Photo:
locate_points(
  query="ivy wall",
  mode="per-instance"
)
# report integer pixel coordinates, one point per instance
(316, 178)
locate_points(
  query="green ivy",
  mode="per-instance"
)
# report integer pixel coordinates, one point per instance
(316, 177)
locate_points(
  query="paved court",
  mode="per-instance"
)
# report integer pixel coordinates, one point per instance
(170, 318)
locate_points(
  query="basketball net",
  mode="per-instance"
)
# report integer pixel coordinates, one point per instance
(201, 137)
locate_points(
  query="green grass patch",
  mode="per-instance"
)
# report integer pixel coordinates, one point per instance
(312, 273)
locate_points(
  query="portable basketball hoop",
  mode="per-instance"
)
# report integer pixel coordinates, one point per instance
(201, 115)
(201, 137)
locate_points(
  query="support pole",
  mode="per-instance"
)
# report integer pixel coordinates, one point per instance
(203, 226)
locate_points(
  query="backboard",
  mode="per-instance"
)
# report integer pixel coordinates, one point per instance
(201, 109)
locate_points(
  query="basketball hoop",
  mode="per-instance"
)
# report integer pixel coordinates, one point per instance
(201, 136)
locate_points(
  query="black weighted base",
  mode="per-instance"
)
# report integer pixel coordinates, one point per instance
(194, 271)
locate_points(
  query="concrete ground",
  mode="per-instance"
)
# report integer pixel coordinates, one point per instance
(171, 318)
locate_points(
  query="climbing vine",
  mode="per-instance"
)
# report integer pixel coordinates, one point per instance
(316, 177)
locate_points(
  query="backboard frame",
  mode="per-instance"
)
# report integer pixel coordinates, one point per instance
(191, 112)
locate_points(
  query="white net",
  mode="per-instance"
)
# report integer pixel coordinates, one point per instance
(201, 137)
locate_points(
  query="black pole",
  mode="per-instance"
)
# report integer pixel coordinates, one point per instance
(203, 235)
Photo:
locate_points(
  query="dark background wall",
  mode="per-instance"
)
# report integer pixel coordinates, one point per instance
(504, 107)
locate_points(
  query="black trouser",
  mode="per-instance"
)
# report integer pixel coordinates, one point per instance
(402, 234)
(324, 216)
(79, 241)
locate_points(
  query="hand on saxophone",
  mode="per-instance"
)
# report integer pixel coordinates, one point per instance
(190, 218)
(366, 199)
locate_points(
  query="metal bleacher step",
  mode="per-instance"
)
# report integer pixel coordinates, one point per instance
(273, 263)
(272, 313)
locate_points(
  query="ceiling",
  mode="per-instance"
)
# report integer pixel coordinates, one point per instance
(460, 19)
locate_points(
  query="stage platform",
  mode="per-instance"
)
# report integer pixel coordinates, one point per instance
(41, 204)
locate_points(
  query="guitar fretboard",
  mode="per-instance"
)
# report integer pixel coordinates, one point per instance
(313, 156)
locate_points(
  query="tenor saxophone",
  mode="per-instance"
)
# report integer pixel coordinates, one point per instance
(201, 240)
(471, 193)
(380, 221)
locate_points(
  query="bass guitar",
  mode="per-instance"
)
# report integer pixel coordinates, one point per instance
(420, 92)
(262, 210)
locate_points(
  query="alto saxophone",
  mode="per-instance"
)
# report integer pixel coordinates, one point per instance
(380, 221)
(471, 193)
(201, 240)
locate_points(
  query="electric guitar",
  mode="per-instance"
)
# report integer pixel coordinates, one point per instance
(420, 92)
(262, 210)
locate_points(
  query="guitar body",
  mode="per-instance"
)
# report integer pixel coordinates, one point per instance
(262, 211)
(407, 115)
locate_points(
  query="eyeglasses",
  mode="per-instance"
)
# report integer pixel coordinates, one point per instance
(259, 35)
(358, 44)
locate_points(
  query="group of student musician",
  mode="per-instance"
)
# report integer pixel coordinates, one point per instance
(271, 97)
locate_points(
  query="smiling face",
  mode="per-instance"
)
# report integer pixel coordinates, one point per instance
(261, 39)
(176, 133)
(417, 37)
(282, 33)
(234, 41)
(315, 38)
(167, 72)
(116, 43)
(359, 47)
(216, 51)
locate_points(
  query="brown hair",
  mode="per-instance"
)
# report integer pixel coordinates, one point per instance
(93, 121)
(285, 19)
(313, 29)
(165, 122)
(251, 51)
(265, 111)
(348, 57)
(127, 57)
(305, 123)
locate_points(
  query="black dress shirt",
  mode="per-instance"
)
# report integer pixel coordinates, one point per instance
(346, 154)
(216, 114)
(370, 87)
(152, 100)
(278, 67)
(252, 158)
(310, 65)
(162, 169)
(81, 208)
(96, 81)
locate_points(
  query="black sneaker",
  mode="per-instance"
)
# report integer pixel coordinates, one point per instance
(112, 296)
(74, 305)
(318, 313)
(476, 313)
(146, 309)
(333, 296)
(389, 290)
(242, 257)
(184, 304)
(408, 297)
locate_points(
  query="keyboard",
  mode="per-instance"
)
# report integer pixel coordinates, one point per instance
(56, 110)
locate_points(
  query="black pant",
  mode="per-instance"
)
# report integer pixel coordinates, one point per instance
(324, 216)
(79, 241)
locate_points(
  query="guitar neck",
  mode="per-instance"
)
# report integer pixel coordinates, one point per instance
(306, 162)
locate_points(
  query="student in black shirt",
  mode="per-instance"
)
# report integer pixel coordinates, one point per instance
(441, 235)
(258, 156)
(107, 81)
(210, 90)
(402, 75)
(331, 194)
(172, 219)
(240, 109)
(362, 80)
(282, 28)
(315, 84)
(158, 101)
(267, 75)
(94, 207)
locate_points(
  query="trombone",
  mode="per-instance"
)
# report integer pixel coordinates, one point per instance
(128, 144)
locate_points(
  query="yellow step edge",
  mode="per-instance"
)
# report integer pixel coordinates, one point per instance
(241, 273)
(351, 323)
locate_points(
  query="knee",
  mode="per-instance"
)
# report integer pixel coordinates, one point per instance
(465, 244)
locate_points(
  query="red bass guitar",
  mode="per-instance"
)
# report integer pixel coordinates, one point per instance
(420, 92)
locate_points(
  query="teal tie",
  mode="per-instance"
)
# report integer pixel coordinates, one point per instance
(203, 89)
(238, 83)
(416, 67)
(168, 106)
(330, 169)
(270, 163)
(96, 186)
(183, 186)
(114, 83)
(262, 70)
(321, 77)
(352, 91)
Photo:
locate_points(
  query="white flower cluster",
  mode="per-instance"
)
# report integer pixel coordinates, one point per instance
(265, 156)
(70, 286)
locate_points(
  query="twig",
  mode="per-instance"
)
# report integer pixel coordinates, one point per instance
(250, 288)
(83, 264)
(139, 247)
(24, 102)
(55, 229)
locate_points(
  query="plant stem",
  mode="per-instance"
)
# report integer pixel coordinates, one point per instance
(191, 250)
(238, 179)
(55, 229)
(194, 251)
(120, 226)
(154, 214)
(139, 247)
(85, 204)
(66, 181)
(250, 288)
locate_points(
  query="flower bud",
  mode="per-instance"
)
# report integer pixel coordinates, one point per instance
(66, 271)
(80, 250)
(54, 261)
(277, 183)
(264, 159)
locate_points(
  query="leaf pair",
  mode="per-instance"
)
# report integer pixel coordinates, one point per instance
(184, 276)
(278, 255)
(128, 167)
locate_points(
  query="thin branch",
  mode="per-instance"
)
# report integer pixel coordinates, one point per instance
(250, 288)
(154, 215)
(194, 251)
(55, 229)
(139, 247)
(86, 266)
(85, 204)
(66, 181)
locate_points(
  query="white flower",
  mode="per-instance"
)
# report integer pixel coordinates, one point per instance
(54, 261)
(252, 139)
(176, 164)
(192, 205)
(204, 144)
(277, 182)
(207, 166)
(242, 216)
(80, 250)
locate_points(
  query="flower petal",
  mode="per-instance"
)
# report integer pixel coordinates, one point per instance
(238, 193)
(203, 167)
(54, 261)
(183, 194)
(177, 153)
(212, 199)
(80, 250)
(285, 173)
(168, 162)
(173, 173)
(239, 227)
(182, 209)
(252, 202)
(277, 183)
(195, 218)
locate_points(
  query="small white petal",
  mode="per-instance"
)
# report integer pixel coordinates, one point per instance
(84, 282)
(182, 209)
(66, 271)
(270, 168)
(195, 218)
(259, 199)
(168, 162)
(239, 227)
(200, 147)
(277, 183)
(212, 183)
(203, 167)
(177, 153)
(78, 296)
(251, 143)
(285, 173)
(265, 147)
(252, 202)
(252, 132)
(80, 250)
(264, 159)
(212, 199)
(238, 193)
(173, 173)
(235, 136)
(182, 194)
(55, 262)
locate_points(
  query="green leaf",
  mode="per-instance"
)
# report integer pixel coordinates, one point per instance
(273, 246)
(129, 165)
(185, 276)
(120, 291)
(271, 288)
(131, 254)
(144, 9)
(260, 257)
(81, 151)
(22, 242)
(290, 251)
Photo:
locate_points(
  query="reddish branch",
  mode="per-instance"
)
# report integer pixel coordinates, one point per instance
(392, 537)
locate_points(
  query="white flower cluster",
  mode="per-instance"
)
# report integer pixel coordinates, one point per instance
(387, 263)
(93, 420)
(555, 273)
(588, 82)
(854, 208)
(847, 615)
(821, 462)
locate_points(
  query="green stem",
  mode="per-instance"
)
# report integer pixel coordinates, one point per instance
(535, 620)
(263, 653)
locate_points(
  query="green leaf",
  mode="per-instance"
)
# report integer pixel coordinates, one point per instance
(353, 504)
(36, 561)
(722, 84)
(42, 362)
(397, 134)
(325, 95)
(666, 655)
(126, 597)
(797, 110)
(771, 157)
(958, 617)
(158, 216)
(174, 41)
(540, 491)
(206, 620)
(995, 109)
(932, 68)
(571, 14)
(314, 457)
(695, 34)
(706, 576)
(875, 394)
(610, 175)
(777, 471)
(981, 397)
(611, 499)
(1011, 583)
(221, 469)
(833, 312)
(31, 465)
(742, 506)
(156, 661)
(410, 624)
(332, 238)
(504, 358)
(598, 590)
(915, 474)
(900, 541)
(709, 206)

--- DIRECTIVE ---
List every line in the records that contains the string "petal", matching case exactly.

--- RESPONSE BELOW ---
  query="flower petal",
  query="small white petal",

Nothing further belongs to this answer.